Texto para análise:
_ _ _ _ _ _ _
Último poste da série de 30 DE JULHO DE 2022 > Guiné 61/74 - P23475: Ser solidário (248): Pedido de apoio para a instalação de painéis solares na Escola Humberto Braima Sambu e angariação de fundos com o objetivo de construir um pavilhão multiusos (Marta Alegre)

segunda-feira, 30 de maio de 2022

Guiné 61/74 - P23311: Agenda cultural (812): Exposição no Palácio da Cidadela de Cascais, de 13 de maio a 28 de agosto de 2022: "Portugal e Luxemburgo: países de esperança em tempos difíceis"

 

Cartazes da exposição

1. Informação que nos chega por via do nosso amigo e camarada João Crisóstomo (Nova Iorque) que está em Portugal há mais de um mês, devendo partir no domingo para  a Eslovénia, terra da sua esposa Vilma. Visitou esta exposição, no dia 27 do corrente, na companhia de amigos, adorou e recomenda aos nossos leitores.
_ _ _ _ _ _ _
Itens fornecidos:
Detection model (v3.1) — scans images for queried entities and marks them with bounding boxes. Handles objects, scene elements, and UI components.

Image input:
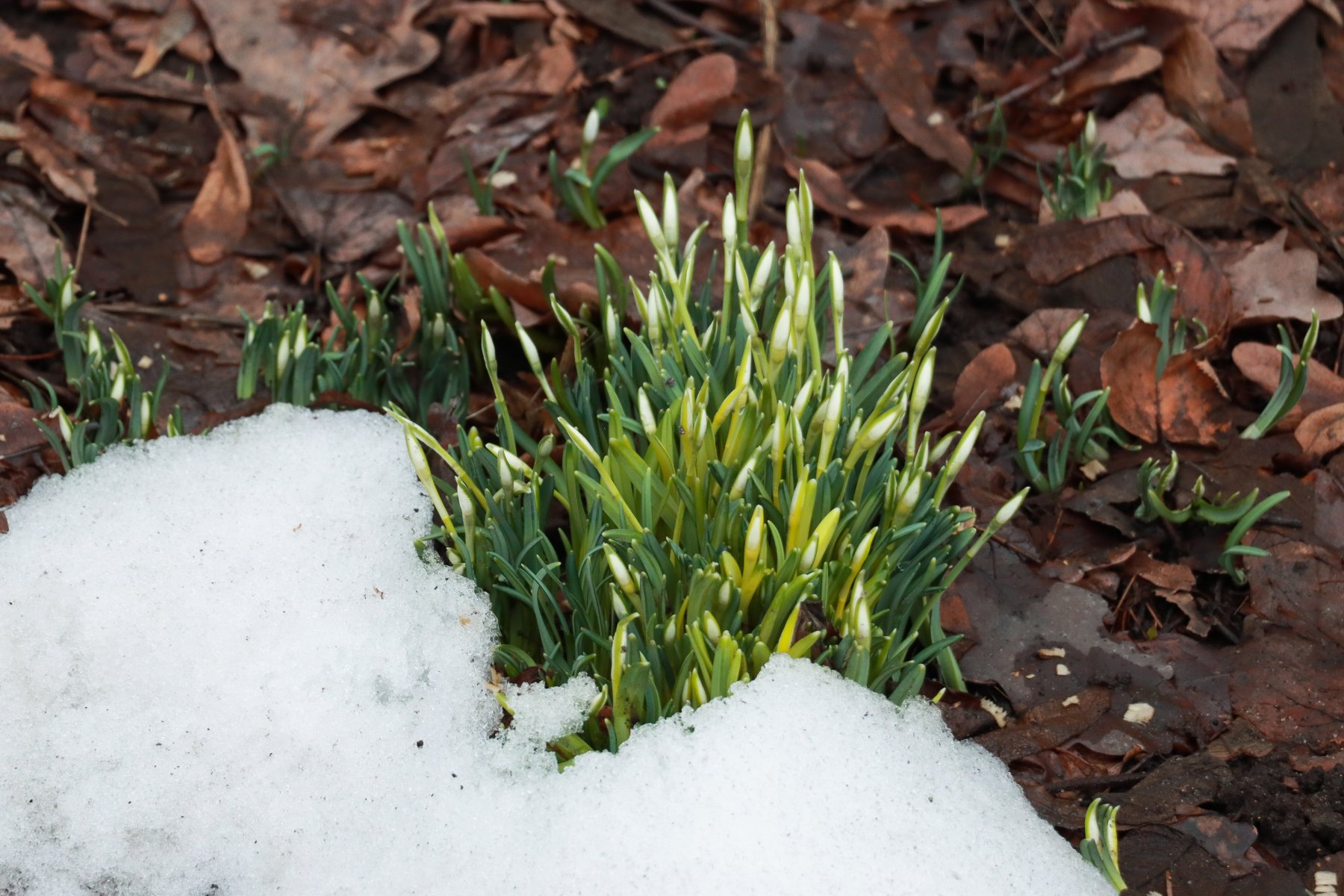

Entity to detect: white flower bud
[582,106,602,149]
[783,190,803,249]
[635,190,669,258]
[637,385,659,441]
[770,306,793,365]
[751,243,777,311]
[991,488,1031,529]
[783,190,803,255]
[602,544,637,595]
[662,172,682,254]
[722,193,746,254]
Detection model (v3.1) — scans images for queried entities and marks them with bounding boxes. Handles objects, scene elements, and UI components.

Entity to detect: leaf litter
[0,0,1344,895]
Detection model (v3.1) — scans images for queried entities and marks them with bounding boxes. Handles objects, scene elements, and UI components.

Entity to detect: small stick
[1045,771,1148,794]
[74,203,93,284]
[644,0,751,51]
[957,25,1148,125]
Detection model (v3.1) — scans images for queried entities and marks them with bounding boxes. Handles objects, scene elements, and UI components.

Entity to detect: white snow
[0,407,1112,896]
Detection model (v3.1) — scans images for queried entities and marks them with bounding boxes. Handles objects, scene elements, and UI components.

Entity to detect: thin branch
[957,25,1148,125]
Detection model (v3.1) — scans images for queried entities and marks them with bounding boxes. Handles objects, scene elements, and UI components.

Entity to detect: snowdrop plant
[1242,309,1321,439]
[1036,113,1110,220]
[1078,799,1126,893]
[548,104,659,230]
[1134,451,1289,585]
[391,118,1025,759]
[1134,271,1208,380]
[891,211,966,346]
[238,208,476,420]
[24,254,183,471]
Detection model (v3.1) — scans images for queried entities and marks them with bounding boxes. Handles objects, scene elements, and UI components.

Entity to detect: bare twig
[957,25,1148,125]
[761,0,780,75]
[644,0,751,52]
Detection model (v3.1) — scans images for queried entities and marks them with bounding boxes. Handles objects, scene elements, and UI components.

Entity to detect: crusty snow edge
[0,407,1110,896]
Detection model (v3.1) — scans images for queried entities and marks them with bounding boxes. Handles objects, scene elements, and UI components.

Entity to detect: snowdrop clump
[0,405,1110,896]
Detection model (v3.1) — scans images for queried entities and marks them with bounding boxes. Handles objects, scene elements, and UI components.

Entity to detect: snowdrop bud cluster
[662,173,682,254]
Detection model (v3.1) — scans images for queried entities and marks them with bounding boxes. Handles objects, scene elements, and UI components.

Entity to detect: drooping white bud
[571,106,602,149]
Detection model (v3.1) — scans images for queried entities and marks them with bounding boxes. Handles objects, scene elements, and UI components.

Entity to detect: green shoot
[548,106,659,230]
[1134,271,1208,380]
[1242,311,1321,439]
[462,149,508,217]
[1013,314,1125,494]
[24,251,183,471]
[1218,491,1289,585]
[238,266,467,420]
[1078,798,1126,893]
[891,211,966,349]
[961,102,1008,190]
[1036,113,1112,220]
[1134,451,1289,585]
[391,112,1025,763]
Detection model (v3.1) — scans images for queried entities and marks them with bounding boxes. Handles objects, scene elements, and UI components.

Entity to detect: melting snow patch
[0,407,1110,896]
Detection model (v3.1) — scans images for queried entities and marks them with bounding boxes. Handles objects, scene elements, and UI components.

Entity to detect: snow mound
[0,405,1112,896]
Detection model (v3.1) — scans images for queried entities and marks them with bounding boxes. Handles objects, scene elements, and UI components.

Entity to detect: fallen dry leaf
[785,158,989,237]
[1163,25,1255,153]
[1097,94,1236,180]
[949,343,1018,429]
[1101,321,1231,445]
[1021,215,1233,340]
[1199,0,1302,52]
[1036,190,1152,224]
[1293,403,1344,457]
[277,187,415,264]
[853,22,974,173]
[0,390,46,458]
[1246,531,1344,645]
[649,52,738,129]
[1227,228,1344,326]
[131,0,196,78]
[193,0,438,152]
[181,91,252,264]
[1233,343,1344,419]
[0,181,70,284]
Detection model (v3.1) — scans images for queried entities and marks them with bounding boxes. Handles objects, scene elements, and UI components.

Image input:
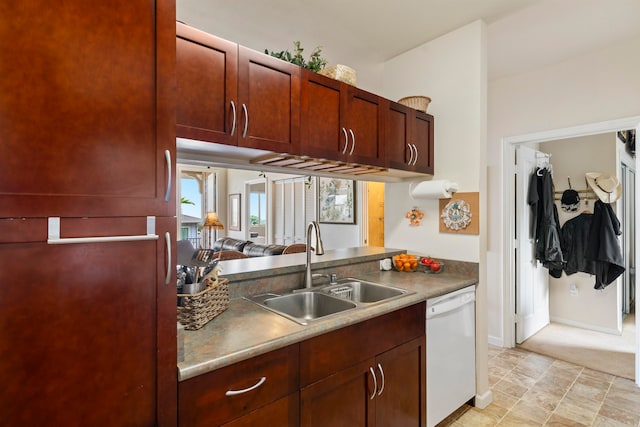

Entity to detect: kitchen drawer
[178,344,300,427]
[300,302,426,387]
[222,392,300,427]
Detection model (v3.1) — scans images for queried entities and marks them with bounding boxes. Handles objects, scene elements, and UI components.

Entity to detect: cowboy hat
[585,172,622,203]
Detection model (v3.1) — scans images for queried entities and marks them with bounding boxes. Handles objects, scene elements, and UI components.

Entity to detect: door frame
[502,116,640,386]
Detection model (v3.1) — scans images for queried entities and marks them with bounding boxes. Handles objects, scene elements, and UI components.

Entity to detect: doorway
[503,117,640,385]
[366,182,384,247]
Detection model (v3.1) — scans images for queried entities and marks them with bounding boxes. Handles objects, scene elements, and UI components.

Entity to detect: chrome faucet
[304,221,324,288]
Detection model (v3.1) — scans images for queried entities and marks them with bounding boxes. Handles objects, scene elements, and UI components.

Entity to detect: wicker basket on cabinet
[178,278,229,331]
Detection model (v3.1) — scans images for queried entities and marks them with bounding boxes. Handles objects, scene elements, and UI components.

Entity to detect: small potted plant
[264,41,327,73]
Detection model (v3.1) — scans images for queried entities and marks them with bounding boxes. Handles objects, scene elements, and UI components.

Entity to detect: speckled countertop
[178,249,477,381]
_ _ _ _ _ _ _
Tarefa A:
Responda, com base no texto sobre a exposição em Cascais, às seguintes perguntas:
(i) Em que local decorre a exposição e entre que datas?
(ii) Para que país deve partir João Crisóstomo no domingo?
(iii) Em que dia João Crisóstomo visitou a exposição?
Tarefa B:
Prossiga o texto sobre a exposição em Cascais a partir do ponto em que termina.
Os itens não são necessários para a resolução.

Resposta esperada A:
(i) No Palácio da Cidadela de Cascais, de 13 de maio a 28 de agosto de 2022.
(ii) Para a Eslovénia.
(iii) No dia 27 do corrente mês.

Resposta esperada B:
Portugal e Luxemburgo – Países de Esperança em Tempos Difíceis


A exposição Portugal e Luxemburgo – Países de Esperança em Tempos Difíceis, com curadoria de Margarida de Magalhães Ramalho e Claude Marx, e que foi criada em 2020 para o Centre Culturel de Rencontre Abbaye de Neumünster na cidade do Luxemburgo, abre amanhã, 13 de Maio, no Palácio da Cidadela de Cascais.

Focada no papel de Portugal durante a II Guerra Mundial como porto de abrigo de refugiados luxemburgueses e de como o Luxemburgo, décadas mais tarde, se tornou o destino de muitos portugueses que fugiam da ditadura e/ou da miséria, a escolha da vila de Cascais prendeu-se com o facto de ter sido na Casa de Santa Maria, fronteira ao Palácio da Cidadela que, no início do seu exílio em 1940, a Grã duquesa Charlotte e a sua família viveram durante alguns meses.

A mostra está subdividida em várias secções relativas ao conflito mundial, que vão desde as razões da ascensão do nazismo e o desencadear da guerra na Europa até ao destino dos que fugiam. Relata também as dificuldades encontradas pelos refugiados na sua rota de fuga e o papel de Aristides de Sousa Mendes no salvamento de milhares de pessoas.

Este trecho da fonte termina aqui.